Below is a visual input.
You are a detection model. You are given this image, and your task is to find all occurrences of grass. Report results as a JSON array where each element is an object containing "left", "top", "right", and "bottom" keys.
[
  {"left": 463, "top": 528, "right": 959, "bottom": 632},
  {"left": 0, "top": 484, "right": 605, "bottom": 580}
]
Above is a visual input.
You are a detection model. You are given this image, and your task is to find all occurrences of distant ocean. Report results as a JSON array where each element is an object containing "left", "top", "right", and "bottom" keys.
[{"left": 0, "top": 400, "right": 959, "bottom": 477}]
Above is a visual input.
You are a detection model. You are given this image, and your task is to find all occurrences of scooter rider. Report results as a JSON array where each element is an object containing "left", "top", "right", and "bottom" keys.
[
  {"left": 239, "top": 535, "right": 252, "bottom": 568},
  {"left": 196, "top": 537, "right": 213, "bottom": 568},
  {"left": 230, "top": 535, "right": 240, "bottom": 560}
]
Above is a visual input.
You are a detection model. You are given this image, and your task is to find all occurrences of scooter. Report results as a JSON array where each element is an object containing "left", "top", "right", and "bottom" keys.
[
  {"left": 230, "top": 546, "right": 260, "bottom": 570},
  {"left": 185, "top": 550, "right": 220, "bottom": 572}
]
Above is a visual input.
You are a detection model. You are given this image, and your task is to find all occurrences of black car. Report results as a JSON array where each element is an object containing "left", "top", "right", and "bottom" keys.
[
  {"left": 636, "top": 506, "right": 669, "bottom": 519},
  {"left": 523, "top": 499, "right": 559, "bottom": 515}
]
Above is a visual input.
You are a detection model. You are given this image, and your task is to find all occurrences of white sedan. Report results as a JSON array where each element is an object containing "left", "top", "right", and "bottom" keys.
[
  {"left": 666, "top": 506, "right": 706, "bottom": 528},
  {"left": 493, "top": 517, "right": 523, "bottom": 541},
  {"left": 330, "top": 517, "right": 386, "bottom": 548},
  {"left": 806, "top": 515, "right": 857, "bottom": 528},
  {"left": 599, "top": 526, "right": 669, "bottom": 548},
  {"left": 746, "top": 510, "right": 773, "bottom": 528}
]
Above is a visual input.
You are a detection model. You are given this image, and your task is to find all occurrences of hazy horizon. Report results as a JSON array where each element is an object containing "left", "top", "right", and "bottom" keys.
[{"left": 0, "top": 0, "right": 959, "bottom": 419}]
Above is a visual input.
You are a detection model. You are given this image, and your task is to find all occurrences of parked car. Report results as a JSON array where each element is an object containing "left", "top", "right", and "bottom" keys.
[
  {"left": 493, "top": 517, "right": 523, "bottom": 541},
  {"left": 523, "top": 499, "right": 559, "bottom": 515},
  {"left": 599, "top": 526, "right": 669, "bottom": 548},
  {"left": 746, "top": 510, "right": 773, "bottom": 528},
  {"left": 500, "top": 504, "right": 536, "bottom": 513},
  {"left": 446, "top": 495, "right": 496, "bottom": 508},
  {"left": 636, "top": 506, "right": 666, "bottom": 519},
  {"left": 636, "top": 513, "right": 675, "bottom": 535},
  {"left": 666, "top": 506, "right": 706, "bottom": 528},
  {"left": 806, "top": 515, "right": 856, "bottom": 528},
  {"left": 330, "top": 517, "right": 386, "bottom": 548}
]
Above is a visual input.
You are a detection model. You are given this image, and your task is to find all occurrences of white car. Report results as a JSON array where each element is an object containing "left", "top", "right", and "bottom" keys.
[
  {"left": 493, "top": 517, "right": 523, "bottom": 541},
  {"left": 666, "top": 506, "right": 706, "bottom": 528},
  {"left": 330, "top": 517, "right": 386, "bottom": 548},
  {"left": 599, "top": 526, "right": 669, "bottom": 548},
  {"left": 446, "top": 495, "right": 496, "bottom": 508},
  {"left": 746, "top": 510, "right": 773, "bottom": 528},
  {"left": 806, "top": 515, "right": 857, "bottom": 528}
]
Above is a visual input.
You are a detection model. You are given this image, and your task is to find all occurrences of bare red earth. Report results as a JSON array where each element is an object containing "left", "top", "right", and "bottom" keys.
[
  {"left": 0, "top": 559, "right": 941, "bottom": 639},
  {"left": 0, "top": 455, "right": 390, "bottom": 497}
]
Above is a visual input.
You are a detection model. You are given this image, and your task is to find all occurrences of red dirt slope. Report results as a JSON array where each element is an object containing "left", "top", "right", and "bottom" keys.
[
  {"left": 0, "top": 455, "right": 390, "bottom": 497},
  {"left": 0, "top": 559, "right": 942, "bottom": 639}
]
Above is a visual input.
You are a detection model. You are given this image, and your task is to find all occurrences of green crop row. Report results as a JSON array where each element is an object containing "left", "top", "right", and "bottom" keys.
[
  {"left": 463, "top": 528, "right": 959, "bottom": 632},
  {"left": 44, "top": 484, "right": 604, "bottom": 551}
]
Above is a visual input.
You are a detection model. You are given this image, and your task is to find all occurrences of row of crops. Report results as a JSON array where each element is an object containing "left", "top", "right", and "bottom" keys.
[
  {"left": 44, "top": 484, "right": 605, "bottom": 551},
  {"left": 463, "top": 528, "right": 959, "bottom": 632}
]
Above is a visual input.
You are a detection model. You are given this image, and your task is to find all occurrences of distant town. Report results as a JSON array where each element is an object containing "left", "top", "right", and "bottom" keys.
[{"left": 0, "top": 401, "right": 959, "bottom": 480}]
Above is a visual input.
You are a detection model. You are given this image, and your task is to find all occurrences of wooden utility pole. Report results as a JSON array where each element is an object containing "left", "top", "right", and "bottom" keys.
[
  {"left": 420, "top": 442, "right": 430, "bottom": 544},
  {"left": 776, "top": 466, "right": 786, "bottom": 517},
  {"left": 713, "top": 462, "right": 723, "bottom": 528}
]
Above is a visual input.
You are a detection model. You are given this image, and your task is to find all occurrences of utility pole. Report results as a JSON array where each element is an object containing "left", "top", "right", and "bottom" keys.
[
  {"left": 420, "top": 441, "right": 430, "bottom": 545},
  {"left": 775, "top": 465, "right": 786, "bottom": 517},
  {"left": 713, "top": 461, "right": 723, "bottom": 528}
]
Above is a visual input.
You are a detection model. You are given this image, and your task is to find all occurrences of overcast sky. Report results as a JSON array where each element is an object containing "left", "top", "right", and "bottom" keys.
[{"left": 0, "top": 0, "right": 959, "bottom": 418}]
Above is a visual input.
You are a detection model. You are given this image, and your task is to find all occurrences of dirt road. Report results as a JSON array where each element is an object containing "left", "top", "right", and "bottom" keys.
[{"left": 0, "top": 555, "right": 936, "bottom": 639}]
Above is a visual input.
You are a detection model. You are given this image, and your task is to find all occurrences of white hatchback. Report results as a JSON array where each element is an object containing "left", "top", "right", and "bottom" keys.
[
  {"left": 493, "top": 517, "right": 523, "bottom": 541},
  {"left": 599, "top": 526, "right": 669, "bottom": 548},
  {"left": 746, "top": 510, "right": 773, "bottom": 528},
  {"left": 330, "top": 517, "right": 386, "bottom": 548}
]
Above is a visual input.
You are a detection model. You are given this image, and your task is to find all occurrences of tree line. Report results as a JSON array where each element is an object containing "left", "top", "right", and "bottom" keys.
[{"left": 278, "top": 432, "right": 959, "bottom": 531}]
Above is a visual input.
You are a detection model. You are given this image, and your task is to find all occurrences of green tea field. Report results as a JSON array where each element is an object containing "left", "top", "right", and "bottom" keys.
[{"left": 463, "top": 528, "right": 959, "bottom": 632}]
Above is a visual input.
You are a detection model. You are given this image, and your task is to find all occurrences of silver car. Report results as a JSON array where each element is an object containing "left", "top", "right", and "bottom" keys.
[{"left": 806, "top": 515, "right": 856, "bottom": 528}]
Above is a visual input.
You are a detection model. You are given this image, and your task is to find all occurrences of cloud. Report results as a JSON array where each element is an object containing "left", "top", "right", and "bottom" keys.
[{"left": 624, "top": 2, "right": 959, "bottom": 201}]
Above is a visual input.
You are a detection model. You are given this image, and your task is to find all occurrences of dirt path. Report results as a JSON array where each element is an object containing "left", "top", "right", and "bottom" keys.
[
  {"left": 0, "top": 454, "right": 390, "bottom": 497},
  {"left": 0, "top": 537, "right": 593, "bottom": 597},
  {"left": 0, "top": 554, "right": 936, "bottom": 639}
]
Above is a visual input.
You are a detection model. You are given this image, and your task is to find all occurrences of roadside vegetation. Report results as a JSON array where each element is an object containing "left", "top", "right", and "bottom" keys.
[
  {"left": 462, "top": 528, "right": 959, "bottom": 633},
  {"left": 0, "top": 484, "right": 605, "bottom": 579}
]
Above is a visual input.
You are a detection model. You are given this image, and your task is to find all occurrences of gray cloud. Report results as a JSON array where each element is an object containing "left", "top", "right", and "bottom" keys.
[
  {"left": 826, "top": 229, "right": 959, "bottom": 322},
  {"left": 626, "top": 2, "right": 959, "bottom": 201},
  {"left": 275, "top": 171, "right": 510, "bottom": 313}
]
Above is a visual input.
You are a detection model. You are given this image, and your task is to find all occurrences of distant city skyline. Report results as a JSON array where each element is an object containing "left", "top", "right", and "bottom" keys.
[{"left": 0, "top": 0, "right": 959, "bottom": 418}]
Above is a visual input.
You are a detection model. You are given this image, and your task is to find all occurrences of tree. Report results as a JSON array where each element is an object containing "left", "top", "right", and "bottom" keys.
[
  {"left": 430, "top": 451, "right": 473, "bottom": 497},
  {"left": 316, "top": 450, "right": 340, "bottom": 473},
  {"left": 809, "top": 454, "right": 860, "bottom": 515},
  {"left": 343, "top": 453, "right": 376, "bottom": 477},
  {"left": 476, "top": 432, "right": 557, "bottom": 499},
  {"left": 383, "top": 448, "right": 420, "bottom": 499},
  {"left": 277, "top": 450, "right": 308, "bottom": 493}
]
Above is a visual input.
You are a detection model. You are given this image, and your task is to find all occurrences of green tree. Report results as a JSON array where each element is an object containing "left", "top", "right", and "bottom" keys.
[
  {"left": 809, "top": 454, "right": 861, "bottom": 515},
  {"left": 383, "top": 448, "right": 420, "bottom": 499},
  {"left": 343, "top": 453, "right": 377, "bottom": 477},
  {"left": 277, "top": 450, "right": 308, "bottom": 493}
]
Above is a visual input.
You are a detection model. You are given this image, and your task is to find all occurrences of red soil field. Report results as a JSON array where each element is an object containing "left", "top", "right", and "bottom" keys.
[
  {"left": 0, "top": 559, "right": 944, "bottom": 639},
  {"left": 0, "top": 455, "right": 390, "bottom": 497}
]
—————
• **Challenge**
From the entries above, pull out every line that contains the string "scooter". Case counts.

• **Exercise answer**
You are a detection model. You are given this image, and your task is to find all occurrences of scooter rider. Report results as a JSON array where each element is an object containing "left", "top", "right", and "bottom" keys.
You are a detection model. You are given this image, and your task is to find all occurrences of scooter. Report results as a JSON array where each element is an object containing "left", "top", "right", and "bottom" keys.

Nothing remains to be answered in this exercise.